# Start of Reading passage

A silent observer looking around. At times he must protect his identity with avatars and weird sounding names.


This is an update of my previous article regarding the Chinese stealth fighter J-20.

And going back to my previous work, I saw the J-20 not as a sophisticated piece of engineering, but a cheap copy of western fighters. In its present state, it cannot go toe to toe with other Fifth Gens, but likely it’s an effective terror weapon against smaller countries. You know, these past years they are flexing their muscles in the West Philippines Sea by occupying someone else’s exclusive economic zone. And the leader of a certain country was too afraid to stand up. And a fifth-generation fighter in China’s disposal is an effective way to convince these countries that a struggle is futile.

Given that it’s really a fifth generation, as what some sources say.

I once heard a report that the so called “Mighty Dragon” was downgraded from a proud fifth generation fighter, to a fourth gen. The internet is infested with fake news and propaganda stories, with some coming from China. Hence, I did a bit of research on what really happened, or if the story has credence. Nevertheless, with problems plaguing China’s stealth fighter programs, you cannot blame anyone if they doubt that the J-20 is really a real Fifth Gen. But then this might be the price of knock-off technologies. You only get a get half of the quality.

How Do You Define a Fifth-Gen

An F-22 Raptor, the U.S. Fifth-Generation champion.

An F-22 Raptor, the U.S. Fifth-Generation champion.

Fifth-generation fighters belong to an exclusive class. They are the most advanced warbirds to ever hit the sky. They are usually developed in the early 21st century, and only a few countries have their own champions to boast. The U.S. got the Raptor and the Lightning II, while Russia’s answer is the SU-57. Now, the characteristics of a fifth-generation fighter could be vague, and at times controversial. But aircrafts under this category share some common design elements.

# End of Reading passage
# Start of Extracted information

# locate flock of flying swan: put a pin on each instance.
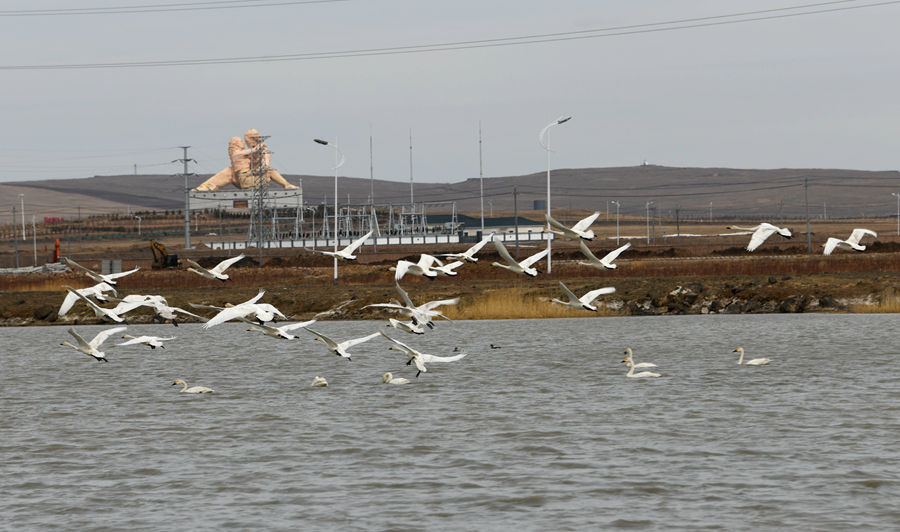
(418, 318)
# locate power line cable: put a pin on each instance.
(160, 8)
(654, 27)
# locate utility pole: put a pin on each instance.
(516, 218)
(806, 198)
(411, 197)
(187, 198)
(481, 185)
(34, 238)
(15, 235)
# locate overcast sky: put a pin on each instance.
(817, 90)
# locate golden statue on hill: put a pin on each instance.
(244, 159)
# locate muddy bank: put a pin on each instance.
(301, 293)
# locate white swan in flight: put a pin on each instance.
(447, 269)
(583, 302)
(151, 341)
(754, 362)
(163, 312)
(606, 263)
(761, 232)
(100, 312)
(578, 231)
(97, 291)
(100, 278)
(629, 358)
(407, 326)
(419, 357)
(341, 348)
(632, 375)
(420, 315)
(216, 272)
(192, 389)
(348, 252)
(518, 267)
(469, 254)
(279, 332)
(423, 268)
(388, 378)
(92, 348)
(261, 312)
(851, 243)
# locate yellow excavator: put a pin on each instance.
(161, 259)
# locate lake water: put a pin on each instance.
(544, 433)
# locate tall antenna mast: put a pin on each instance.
(411, 202)
(481, 181)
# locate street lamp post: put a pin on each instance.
(338, 162)
(898, 211)
(22, 199)
(544, 139)
(617, 220)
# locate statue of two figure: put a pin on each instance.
(245, 160)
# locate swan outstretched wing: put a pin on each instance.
(120, 274)
(504, 253)
(356, 243)
(225, 264)
(255, 298)
(403, 295)
(858, 235)
(534, 258)
(228, 314)
(555, 223)
(760, 236)
(328, 341)
(403, 347)
(830, 244)
(79, 340)
(587, 252)
(569, 294)
(356, 341)
(585, 223)
(435, 358)
(614, 254)
(589, 297)
(431, 305)
(292, 326)
(104, 334)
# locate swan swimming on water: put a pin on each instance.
(754, 362)
(92, 348)
(192, 389)
(629, 359)
(388, 378)
(633, 375)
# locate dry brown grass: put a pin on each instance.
(513, 303)
(886, 303)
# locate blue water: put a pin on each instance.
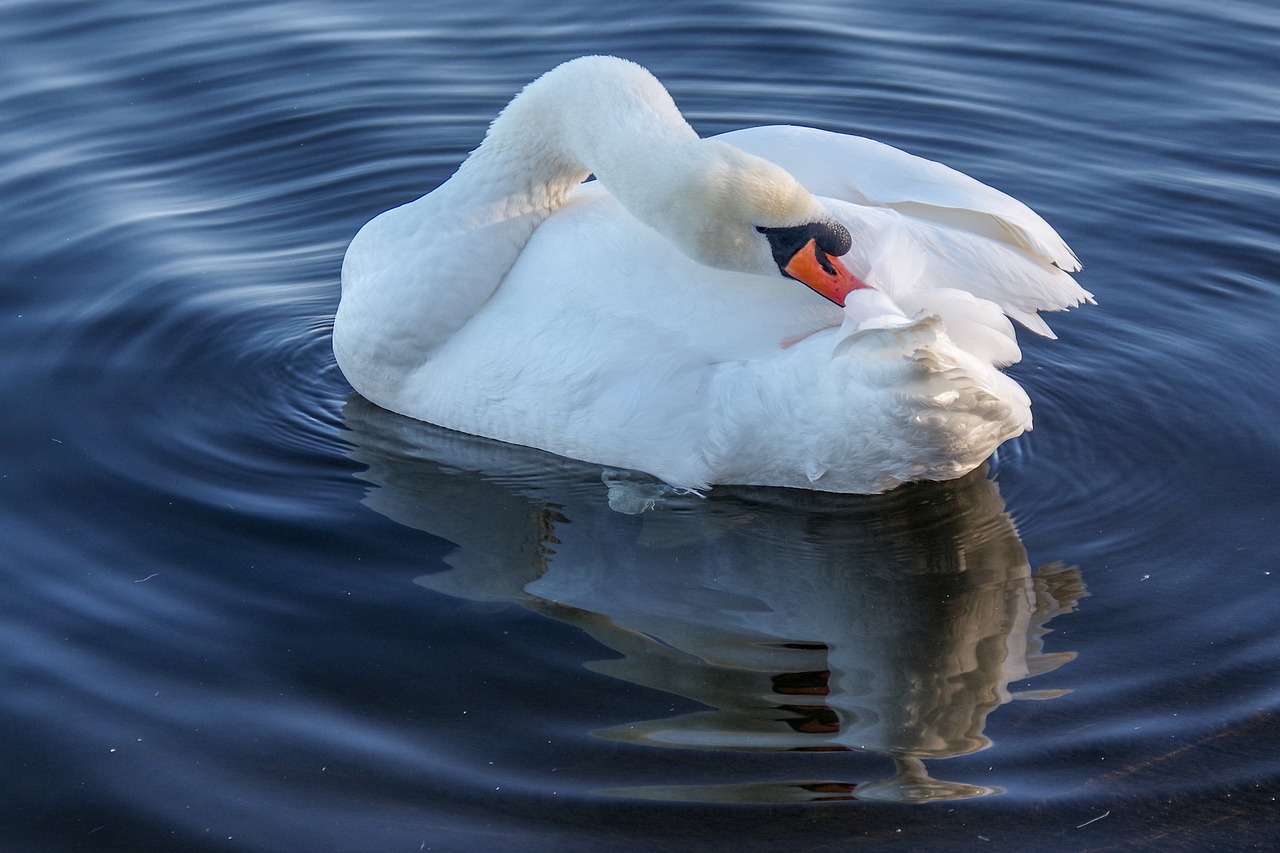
(242, 610)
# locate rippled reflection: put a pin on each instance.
(803, 621)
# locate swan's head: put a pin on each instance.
(732, 210)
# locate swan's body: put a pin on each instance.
(643, 320)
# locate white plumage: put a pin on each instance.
(641, 320)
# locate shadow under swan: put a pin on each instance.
(804, 621)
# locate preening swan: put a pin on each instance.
(772, 306)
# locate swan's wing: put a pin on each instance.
(1023, 268)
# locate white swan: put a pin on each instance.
(649, 319)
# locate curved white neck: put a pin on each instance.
(597, 114)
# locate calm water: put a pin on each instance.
(241, 610)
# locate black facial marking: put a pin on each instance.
(831, 237)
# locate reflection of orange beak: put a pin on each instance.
(823, 273)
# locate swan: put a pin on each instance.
(772, 306)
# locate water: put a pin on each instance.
(243, 611)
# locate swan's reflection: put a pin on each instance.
(804, 621)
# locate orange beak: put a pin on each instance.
(823, 273)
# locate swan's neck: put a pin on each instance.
(416, 274)
(597, 114)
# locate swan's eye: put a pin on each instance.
(831, 237)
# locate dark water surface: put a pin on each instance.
(243, 611)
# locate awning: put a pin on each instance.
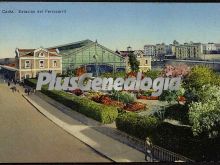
(8, 68)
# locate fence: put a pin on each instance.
(160, 154)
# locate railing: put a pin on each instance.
(160, 154)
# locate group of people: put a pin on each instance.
(12, 84)
(13, 88)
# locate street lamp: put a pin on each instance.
(96, 65)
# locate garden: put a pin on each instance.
(187, 123)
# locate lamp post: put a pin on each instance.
(96, 65)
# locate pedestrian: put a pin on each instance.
(148, 150)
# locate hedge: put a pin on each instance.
(178, 139)
(136, 125)
(102, 113)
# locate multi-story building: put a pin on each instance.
(29, 62)
(209, 48)
(189, 51)
(144, 61)
(149, 50)
(92, 56)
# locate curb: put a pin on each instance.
(63, 125)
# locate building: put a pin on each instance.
(209, 48)
(144, 61)
(149, 50)
(29, 62)
(189, 51)
(94, 57)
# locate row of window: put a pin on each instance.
(41, 64)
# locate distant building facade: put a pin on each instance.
(144, 61)
(30, 62)
(92, 56)
(189, 51)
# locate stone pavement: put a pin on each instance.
(26, 136)
(103, 144)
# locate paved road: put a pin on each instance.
(28, 136)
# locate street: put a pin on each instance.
(27, 136)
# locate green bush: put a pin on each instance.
(153, 74)
(204, 115)
(102, 113)
(136, 125)
(177, 112)
(125, 97)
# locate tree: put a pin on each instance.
(134, 63)
(194, 82)
(174, 71)
(204, 114)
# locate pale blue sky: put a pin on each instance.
(114, 25)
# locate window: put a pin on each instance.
(27, 76)
(41, 54)
(27, 64)
(54, 63)
(41, 63)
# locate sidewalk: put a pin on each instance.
(103, 144)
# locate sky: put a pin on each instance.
(113, 25)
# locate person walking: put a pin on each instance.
(148, 150)
(28, 91)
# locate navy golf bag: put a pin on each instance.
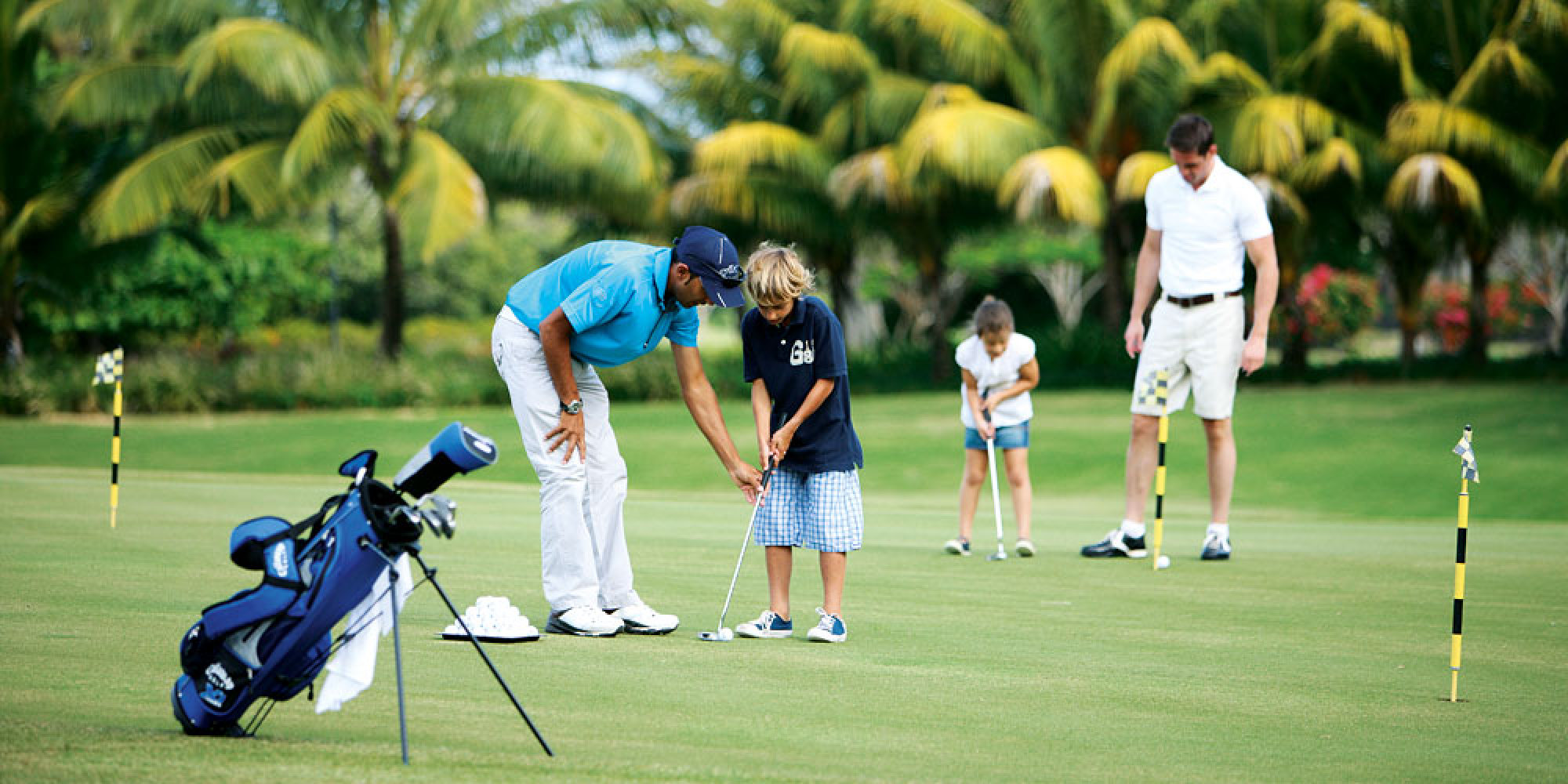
(270, 642)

# End of Extracted information

Stated goal A:
Copy everything in the J-20 article from "This is an update" down to "some sources say.".
Stated goal B:
Answer these questions from the J-20 article:
(i) In which sea does the article say China has been flexing its muscles?
(ii) What nickname does the article give the J-20?
(iii) Which fighter does the article name as Russia's answer among fifth-generation fighters?
Stated goal C:
Based on the J-20 article, decide whether each statement agrees with it. Answer yes or no, and quote the words that decide it.
(i) The author sees the J-20 as a sophisticated piece of engineering.
(ii) Fifth-generation fighters are usually developed in the early 21st century.
(iii) The characteristics of a fifth-generation fighter are always clearly defined.

Worked solution A:
This is an update of my previous article regarding the Chinese stealth fighter J-20.

And going back to my previous work, I saw the J-20 not as a sophisticated piece of engineering, but a cheap copy of western fighters. In its present state, it cannot go toe to toe with other Fifth Gens, but likely it’s an effective terror weapon against smaller countries. You know, these past years they are flexing their muscles in the West Philippines Sea by occupying someone else’s exclusive economic zone. And the leader of a certain country was too afraid to stand up. And a fifth-generation fighter in China’s disposal is an effective way to convince these countries that a struggle is futile.

Given that it’s really a fifth generation, as what some sources say.

Worked solution B:
(i) The West Philippines Sea.
(ii) The "Mighty Dragon."
(iii) The SU-57.

Worked solution C:
(i) No: "I saw the J-20 not as a sophisticated piece of engineering, but a cheap copy of western fighters."
(ii) Yes: "They are usually developed in the early 21st century"
(iii) No: "the characteristics of a fifth-generation fighter could be vague, and at times controversial."